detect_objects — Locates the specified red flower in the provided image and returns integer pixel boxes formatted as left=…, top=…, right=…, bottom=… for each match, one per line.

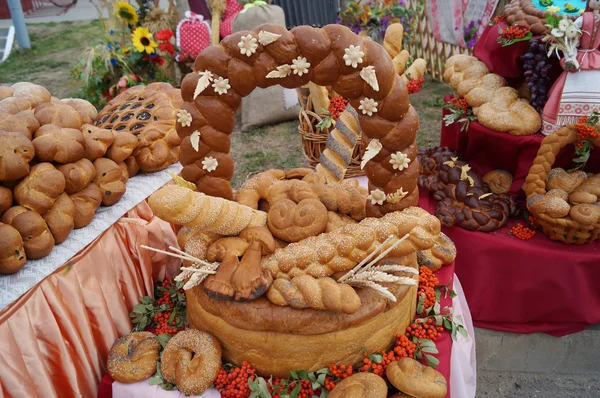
left=158, top=41, right=175, bottom=55
left=156, top=29, right=174, bottom=41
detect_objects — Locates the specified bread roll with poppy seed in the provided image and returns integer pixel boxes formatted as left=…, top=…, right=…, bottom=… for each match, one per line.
left=93, top=158, right=126, bottom=206
left=9, top=210, right=55, bottom=259
left=0, top=222, right=27, bottom=274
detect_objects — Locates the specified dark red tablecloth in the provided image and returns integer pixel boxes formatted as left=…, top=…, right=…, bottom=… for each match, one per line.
left=473, top=22, right=531, bottom=79
left=419, top=190, right=600, bottom=337
left=441, top=95, right=600, bottom=199
left=97, top=264, right=457, bottom=397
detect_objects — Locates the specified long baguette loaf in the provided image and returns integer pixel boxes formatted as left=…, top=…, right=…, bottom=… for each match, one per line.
left=267, top=275, right=362, bottom=314
left=149, top=185, right=267, bottom=235
left=261, top=206, right=441, bottom=279
left=315, top=105, right=361, bottom=183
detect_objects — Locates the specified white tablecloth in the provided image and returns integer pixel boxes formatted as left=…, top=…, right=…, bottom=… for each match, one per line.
left=0, top=163, right=182, bottom=310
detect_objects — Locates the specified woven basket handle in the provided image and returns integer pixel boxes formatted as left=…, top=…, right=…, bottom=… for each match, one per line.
left=523, top=125, right=600, bottom=198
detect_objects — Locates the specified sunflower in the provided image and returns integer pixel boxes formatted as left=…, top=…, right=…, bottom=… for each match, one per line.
left=115, top=1, right=138, bottom=25
left=132, top=27, right=158, bottom=54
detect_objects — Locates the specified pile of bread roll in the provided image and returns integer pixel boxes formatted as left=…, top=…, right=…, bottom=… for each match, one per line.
left=443, top=54, right=542, bottom=136
left=0, top=82, right=181, bottom=275
left=527, top=168, right=600, bottom=225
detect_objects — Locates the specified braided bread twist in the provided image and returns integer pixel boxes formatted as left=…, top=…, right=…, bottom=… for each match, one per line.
left=177, top=23, right=418, bottom=216
left=433, top=180, right=518, bottom=232
left=266, top=275, right=362, bottom=314
left=261, top=206, right=441, bottom=279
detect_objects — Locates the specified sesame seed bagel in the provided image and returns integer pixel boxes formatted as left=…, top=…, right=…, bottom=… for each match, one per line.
left=160, top=330, right=222, bottom=395
left=107, top=332, right=160, bottom=383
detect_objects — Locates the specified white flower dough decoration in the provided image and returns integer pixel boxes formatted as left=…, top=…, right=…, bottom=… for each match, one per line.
left=238, top=34, right=258, bottom=56
left=368, top=189, right=386, bottom=206
left=258, top=30, right=281, bottom=46
left=291, top=56, right=311, bottom=76
left=177, top=109, right=192, bottom=127
left=361, top=138, right=382, bottom=169
left=360, top=66, right=379, bottom=91
left=266, top=64, right=293, bottom=79
left=194, top=70, right=213, bottom=99
left=212, top=76, right=231, bottom=95
left=190, top=130, right=201, bottom=152
left=202, top=156, right=218, bottom=172
left=359, top=98, right=378, bottom=116
left=389, top=151, right=411, bottom=171
left=558, top=19, right=570, bottom=32
left=343, top=45, right=364, bottom=68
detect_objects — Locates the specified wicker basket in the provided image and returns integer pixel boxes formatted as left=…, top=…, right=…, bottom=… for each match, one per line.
left=297, top=93, right=366, bottom=179
left=523, top=125, right=600, bottom=244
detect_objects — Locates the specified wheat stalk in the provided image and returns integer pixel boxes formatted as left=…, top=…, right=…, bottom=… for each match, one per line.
left=348, top=280, right=397, bottom=302
left=375, top=264, right=418, bottom=275
left=349, top=270, right=418, bottom=286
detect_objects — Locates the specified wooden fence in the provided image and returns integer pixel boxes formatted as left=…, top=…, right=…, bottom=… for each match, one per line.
left=403, top=0, right=507, bottom=80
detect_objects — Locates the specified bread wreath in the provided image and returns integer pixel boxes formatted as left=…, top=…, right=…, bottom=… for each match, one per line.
left=177, top=23, right=419, bottom=217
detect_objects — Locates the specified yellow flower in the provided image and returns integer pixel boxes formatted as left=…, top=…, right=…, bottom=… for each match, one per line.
left=115, top=1, right=138, bottom=25
left=132, top=27, right=158, bottom=54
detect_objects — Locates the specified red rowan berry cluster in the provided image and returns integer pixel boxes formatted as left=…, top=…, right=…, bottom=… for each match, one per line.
left=214, top=362, right=257, bottom=398
left=449, top=97, right=469, bottom=114
left=509, top=223, right=536, bottom=240
left=269, top=379, right=316, bottom=398
left=407, top=76, right=425, bottom=94
left=406, top=318, right=445, bottom=341
left=418, top=266, right=439, bottom=315
left=500, top=24, right=530, bottom=41
left=328, top=96, right=349, bottom=121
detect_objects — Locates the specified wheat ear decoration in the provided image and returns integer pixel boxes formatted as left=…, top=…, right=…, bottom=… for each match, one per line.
left=338, top=236, right=394, bottom=282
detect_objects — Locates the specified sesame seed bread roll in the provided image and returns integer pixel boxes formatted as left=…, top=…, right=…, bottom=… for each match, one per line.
left=149, top=185, right=267, bottom=236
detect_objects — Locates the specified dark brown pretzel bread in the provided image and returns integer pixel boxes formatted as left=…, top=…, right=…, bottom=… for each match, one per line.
left=178, top=23, right=418, bottom=215
left=433, top=180, right=518, bottom=232
left=417, top=146, right=458, bottom=176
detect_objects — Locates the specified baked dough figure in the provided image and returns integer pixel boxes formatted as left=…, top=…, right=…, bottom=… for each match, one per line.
left=177, top=23, right=419, bottom=217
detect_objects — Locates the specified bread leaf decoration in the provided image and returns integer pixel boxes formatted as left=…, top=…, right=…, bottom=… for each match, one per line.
left=190, top=130, right=201, bottom=152
left=194, top=70, right=213, bottom=99
left=266, top=64, right=292, bottom=79
left=478, top=193, right=493, bottom=199
left=168, top=171, right=197, bottom=191
left=460, top=164, right=475, bottom=186
left=258, top=30, right=281, bottom=46
left=386, top=187, right=408, bottom=203
left=361, top=138, right=382, bottom=169
left=360, top=66, right=380, bottom=91
left=443, top=157, right=458, bottom=167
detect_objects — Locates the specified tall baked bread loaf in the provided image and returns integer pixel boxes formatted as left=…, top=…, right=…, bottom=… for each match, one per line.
left=178, top=23, right=418, bottom=216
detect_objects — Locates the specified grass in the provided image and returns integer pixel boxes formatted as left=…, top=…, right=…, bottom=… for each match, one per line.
left=0, top=19, right=451, bottom=184
left=1, top=20, right=102, bottom=97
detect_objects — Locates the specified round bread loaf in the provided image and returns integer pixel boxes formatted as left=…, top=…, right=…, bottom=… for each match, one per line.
left=0, top=110, right=40, bottom=140
left=386, top=358, right=447, bottom=398
left=58, top=158, right=96, bottom=194
left=14, top=162, right=66, bottom=214
left=95, top=83, right=182, bottom=172
left=187, top=254, right=417, bottom=378
left=33, top=124, right=86, bottom=164
left=107, top=332, right=160, bottom=383
left=329, top=372, right=387, bottom=398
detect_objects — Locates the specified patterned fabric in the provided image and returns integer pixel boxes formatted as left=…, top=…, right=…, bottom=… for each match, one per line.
left=176, top=11, right=212, bottom=62
left=220, top=0, right=244, bottom=38
left=427, top=0, right=499, bottom=47
left=0, top=163, right=182, bottom=310
left=543, top=11, right=600, bottom=135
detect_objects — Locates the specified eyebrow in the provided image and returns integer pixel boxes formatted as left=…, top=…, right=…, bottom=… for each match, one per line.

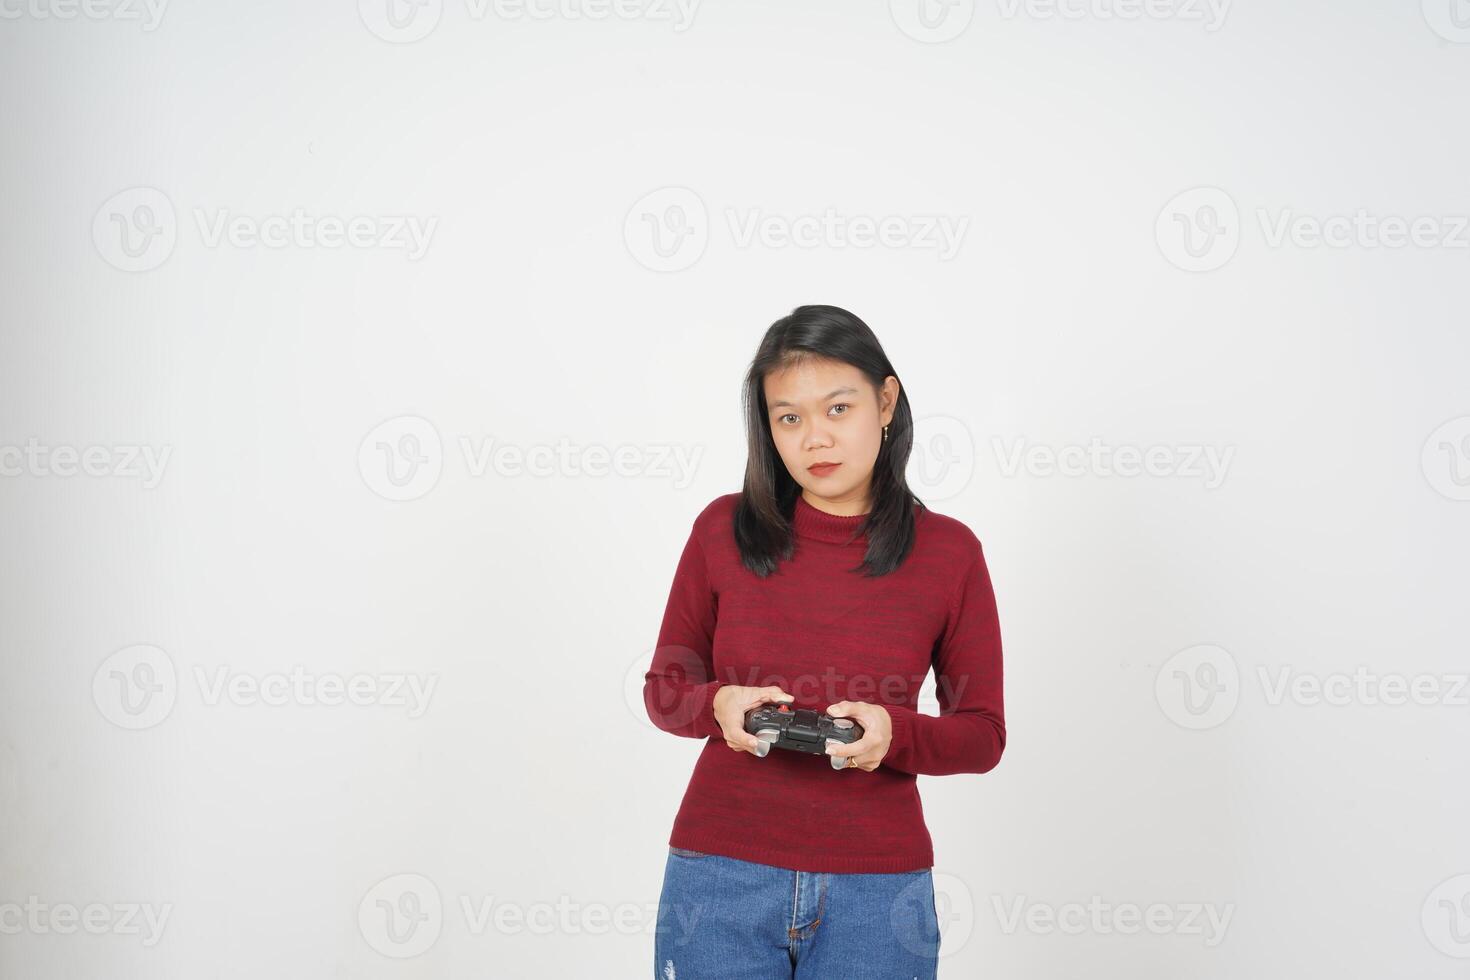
left=769, top=386, right=859, bottom=409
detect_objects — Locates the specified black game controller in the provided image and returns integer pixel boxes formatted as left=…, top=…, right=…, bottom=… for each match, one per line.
left=743, top=702, right=866, bottom=770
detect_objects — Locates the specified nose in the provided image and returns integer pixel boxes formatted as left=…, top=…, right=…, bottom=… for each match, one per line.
left=802, top=424, right=833, bottom=450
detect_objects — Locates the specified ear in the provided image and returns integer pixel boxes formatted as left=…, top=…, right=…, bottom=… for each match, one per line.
left=880, top=375, right=900, bottom=424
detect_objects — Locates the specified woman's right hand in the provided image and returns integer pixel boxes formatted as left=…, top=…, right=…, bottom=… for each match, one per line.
left=712, top=685, right=795, bottom=754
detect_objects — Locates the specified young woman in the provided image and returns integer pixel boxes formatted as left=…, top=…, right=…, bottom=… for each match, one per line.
left=644, top=305, right=1006, bottom=978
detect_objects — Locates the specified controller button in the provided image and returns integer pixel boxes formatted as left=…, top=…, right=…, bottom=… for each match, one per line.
left=833, top=718, right=853, bottom=730
left=778, top=704, right=791, bottom=713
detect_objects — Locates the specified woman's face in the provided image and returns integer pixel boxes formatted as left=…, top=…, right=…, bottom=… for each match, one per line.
left=762, top=357, right=899, bottom=514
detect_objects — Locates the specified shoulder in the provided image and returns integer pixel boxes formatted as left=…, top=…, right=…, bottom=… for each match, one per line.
left=913, top=500, right=985, bottom=567
left=688, top=491, right=742, bottom=542
left=694, top=491, right=741, bottom=525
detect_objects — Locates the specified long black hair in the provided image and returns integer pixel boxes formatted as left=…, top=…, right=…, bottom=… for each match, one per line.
left=734, top=304, right=925, bottom=578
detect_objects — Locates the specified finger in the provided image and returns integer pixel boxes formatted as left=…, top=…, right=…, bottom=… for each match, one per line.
left=825, top=735, right=874, bottom=758
left=742, top=691, right=781, bottom=711
left=829, top=728, right=870, bottom=758
left=762, top=687, right=795, bottom=705
left=827, top=702, right=875, bottom=728
left=728, top=727, right=768, bottom=753
left=833, top=752, right=878, bottom=772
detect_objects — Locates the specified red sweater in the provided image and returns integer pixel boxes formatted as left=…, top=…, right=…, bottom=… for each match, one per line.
left=644, top=491, right=1005, bottom=874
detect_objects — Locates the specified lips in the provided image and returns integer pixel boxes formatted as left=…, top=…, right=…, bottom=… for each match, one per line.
left=808, top=463, right=841, bottom=476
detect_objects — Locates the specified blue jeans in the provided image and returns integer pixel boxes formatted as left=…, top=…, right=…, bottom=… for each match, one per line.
left=654, top=846, right=940, bottom=979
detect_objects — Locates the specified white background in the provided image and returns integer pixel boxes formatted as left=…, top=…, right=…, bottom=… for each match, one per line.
left=2, top=0, right=1468, bottom=976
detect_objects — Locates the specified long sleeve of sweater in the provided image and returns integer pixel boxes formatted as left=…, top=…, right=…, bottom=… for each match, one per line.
left=879, top=534, right=1006, bottom=777
left=642, top=522, right=724, bottom=740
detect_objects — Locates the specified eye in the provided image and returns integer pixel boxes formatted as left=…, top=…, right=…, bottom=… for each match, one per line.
left=829, top=404, right=849, bottom=416
left=779, top=414, right=799, bottom=425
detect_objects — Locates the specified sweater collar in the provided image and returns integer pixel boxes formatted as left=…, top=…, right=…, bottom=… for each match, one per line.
left=791, top=493, right=871, bottom=545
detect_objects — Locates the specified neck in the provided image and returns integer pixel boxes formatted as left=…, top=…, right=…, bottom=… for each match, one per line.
left=800, top=488, right=871, bottom=517
left=791, top=492, right=871, bottom=544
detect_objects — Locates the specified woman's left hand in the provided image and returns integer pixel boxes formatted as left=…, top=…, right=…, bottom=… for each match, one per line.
left=823, top=701, right=892, bottom=772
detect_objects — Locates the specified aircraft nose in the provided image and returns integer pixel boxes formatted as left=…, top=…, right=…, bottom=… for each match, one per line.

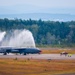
left=39, top=50, right=42, bottom=54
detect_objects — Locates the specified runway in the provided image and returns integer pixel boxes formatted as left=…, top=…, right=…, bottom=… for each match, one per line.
left=0, top=54, right=75, bottom=59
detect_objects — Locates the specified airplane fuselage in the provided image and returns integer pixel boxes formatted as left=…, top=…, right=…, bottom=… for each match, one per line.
left=0, top=47, right=41, bottom=55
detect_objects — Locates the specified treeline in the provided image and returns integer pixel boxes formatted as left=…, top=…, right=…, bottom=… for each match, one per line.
left=0, top=18, right=75, bottom=46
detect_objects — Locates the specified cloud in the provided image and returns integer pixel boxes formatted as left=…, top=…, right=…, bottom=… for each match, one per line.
left=0, top=0, right=75, bottom=14
left=0, top=0, right=75, bottom=8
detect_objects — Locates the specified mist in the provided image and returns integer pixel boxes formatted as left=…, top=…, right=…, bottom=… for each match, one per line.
left=0, top=29, right=35, bottom=48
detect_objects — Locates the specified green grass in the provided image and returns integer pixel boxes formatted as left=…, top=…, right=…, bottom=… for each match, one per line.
left=36, top=44, right=75, bottom=48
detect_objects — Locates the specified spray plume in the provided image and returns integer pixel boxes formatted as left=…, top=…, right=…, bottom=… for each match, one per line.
left=0, top=29, right=35, bottom=48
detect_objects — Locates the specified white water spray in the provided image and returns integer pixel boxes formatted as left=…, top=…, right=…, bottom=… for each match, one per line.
left=0, top=31, right=6, bottom=42
left=0, top=29, right=35, bottom=48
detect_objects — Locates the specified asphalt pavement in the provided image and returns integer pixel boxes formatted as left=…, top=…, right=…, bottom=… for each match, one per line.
left=0, top=54, right=75, bottom=59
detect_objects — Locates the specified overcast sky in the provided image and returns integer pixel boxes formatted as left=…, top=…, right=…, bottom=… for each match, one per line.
left=0, top=0, right=75, bottom=14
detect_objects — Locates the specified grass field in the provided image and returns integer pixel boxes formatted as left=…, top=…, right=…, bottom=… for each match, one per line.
left=0, top=58, right=75, bottom=75
left=41, top=48, right=75, bottom=54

• [TRY IT]: Lines from the one containing "detect_objects — Locates the specified grass field" through the final line of the material should be set down exactly, and no other lines.

• [PROBLEM SOLUTION]:
detect_objects — Locates the specified grass field in the provided image and returns integer pixel boxes formatted as left=…, top=…, right=…, bottom=… for each match, one per line.
left=0, top=58, right=75, bottom=75
left=41, top=48, right=75, bottom=54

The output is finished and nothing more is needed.